Provided data START

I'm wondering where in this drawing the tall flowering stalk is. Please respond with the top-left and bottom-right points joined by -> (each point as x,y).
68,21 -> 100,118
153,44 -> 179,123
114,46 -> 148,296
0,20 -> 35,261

Provided data END

_Requirement:_ Reproduce the preceding entries exactly and completely.

_Exercise answer:_
I'm wondering where in this drawing the tall flowering stalk is. Please respond with the top-left and bottom-right points joined by -> (each point as x,y).
68,21 -> 100,118
153,44 -> 179,123
114,46 -> 148,296
0,20 -> 35,261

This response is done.